▸ Brano estratto

Altro tassello del linguaggio Anderson: il cannage. Motivo storico, geometria ripetuta, DNA visivo della Maison. Ma qui smette di essere pattern per diventare architettura espansa. In un maxi carryall in suede verde salvia, il motivo si rilassa, si destruttura, si trasforma quasi in una mappa astratta. Le cuciture diventano traiettorie, la pelle si piega come carta giapponese, i volumi non sono più contenitori ma organismi da indossare.

Anderson non aggiorna. Anderson ripensa. Ripensa l’uso, il significato, il ruolo dell’accessorio nella costruzione dell’identità contemporanea. E lo fa con chirurgica dolcezza: nessuna rottura violenta, ma uno slittamento graduale, uno spostamento del baricentro dal “cosa porti” a “perché lo porti”.

▸ Compito da svolgere
Prosegui il brano sul cannage reinterpretato da Anderson, riprendendo subito dopo la sua ultima frase. Le voci riportate qui sotto non servono.

▸ Voci fornite
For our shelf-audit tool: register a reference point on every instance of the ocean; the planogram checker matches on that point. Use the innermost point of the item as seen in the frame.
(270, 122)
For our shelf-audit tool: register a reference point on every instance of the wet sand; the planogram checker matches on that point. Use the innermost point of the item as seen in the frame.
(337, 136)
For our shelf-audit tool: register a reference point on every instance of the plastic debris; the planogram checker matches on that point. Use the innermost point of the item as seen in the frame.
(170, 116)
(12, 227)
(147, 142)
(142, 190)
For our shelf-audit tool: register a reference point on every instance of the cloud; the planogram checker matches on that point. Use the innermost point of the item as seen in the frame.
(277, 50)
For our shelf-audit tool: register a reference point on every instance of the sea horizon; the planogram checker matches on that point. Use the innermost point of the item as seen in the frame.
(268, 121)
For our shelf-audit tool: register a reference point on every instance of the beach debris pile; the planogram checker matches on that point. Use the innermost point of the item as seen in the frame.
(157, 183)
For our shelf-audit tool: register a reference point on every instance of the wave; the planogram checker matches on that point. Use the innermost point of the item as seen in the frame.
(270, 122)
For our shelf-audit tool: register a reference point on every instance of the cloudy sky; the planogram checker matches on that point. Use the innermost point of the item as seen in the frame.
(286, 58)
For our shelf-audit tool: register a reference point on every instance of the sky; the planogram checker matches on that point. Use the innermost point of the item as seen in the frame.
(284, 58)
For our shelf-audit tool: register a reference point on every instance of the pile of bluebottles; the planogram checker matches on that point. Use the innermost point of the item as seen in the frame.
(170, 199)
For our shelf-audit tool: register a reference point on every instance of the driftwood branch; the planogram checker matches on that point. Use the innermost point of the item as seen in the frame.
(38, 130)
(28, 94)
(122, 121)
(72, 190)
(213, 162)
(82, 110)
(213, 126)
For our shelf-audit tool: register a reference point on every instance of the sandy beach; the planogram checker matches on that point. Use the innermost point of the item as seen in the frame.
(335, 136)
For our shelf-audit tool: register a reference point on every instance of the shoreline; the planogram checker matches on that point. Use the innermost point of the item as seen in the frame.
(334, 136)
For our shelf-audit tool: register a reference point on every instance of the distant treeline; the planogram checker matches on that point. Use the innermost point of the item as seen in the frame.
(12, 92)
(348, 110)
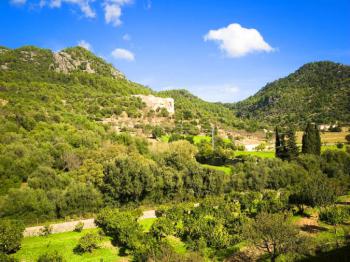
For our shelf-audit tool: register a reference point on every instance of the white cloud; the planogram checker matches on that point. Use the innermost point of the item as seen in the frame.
(148, 4)
(85, 45)
(237, 41)
(84, 5)
(113, 11)
(124, 54)
(212, 93)
(18, 2)
(126, 37)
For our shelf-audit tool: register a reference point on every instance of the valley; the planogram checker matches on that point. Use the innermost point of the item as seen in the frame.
(80, 141)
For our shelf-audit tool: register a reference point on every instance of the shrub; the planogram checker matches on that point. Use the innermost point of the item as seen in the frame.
(158, 132)
(88, 243)
(79, 227)
(51, 256)
(46, 230)
(11, 234)
(7, 258)
(334, 215)
(340, 145)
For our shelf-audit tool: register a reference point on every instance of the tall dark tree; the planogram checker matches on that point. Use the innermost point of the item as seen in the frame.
(311, 140)
(278, 144)
(292, 148)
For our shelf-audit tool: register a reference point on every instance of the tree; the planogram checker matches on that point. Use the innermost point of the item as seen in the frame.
(88, 242)
(293, 150)
(161, 228)
(11, 234)
(311, 140)
(51, 256)
(334, 216)
(286, 146)
(273, 233)
(158, 132)
(278, 143)
(347, 137)
(123, 227)
(315, 191)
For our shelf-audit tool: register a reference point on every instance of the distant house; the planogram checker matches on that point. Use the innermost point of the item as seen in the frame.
(155, 103)
(326, 127)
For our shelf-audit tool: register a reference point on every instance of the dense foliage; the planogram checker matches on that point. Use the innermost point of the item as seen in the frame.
(11, 234)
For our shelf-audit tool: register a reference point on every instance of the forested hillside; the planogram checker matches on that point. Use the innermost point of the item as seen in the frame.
(51, 112)
(317, 92)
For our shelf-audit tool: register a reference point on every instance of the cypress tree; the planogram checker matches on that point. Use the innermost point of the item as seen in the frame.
(317, 141)
(292, 148)
(278, 144)
(311, 140)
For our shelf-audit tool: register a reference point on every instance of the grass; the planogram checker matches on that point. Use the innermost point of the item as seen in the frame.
(332, 147)
(64, 243)
(264, 154)
(328, 137)
(227, 170)
(165, 138)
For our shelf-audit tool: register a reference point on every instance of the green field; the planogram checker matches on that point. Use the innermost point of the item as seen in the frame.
(269, 154)
(225, 169)
(332, 147)
(64, 243)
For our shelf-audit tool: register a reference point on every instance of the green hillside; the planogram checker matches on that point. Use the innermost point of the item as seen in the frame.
(51, 111)
(318, 92)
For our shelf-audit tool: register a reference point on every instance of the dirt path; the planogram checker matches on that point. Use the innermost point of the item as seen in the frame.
(70, 226)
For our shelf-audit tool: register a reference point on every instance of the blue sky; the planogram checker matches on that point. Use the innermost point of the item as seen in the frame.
(220, 50)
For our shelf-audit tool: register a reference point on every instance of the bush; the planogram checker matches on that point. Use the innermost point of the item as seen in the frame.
(46, 230)
(11, 234)
(79, 227)
(158, 132)
(334, 215)
(88, 243)
(340, 145)
(6, 258)
(51, 256)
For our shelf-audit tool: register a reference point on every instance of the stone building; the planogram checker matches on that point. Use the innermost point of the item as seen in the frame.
(155, 103)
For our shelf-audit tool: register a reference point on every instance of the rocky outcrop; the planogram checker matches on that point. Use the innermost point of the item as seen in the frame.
(65, 63)
(155, 103)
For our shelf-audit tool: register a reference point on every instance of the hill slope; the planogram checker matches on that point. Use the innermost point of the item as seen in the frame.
(318, 92)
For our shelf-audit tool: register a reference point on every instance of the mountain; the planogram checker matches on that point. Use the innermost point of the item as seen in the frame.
(58, 109)
(317, 92)
(69, 60)
(94, 88)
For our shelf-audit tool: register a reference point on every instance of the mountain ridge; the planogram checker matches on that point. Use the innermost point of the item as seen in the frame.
(317, 92)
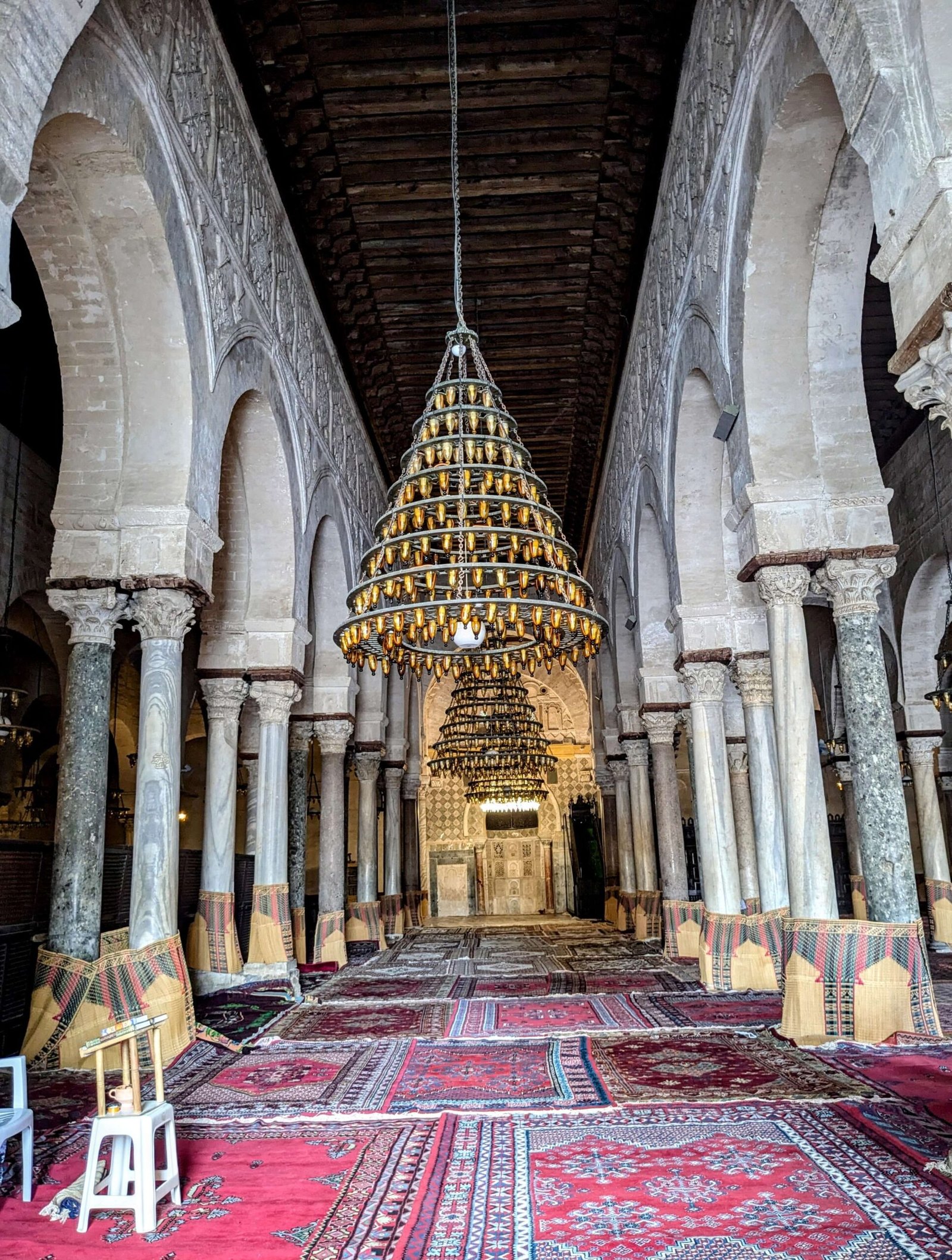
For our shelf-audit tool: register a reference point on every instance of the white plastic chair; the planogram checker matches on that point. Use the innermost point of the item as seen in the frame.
(19, 1119)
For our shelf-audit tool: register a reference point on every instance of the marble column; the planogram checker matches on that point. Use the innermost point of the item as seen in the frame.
(751, 673)
(163, 619)
(643, 823)
(213, 940)
(248, 733)
(715, 818)
(743, 824)
(810, 874)
(660, 726)
(80, 834)
(367, 767)
(870, 731)
(849, 820)
(271, 940)
(299, 756)
(333, 736)
(628, 880)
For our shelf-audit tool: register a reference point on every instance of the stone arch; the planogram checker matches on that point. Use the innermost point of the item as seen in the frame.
(98, 239)
(251, 620)
(806, 425)
(921, 637)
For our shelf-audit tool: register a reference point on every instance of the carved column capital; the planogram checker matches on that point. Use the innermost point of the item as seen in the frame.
(921, 749)
(782, 584)
(853, 584)
(161, 614)
(300, 735)
(223, 697)
(704, 681)
(275, 699)
(333, 736)
(636, 752)
(660, 726)
(737, 759)
(752, 679)
(92, 614)
(367, 767)
(928, 383)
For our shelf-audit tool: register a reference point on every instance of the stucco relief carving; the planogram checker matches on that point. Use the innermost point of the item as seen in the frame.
(255, 279)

▸ Risposta scritta
La cravatta come inizio di tutto

Chi conosce Anderson sa che nulla è messo lì per caso. La cravatta — ricorrente in tutta la collezione — è più che un vezzo: è un filo rosso che collega il passato al presente. Su Instagram, Anderson aveva pubblicato una celebre foto di Jean-Michel Basquiat scattata da Andy Warhol: il pittore indossa una cravatta a righe, sottile, elegante, impuntata. In passerella, quella cravatta riappare, moltiplicata, ibridata, trasformata in segno grafico. È codice, è citazione, è proiezione.

Quello che colpisce, però, è che la cravatta — nella collezione — non è inserita con ironia o nostalgia. È trattata con rigore da elemento grammaticale. Come se tutto fosse partito da lì: una silhouette verticale, una diagonale obliqua, un nodo. La cravatta è segno d’apertura, incipit dell’outfit, simbolo del legame tra corpo e linguaggio.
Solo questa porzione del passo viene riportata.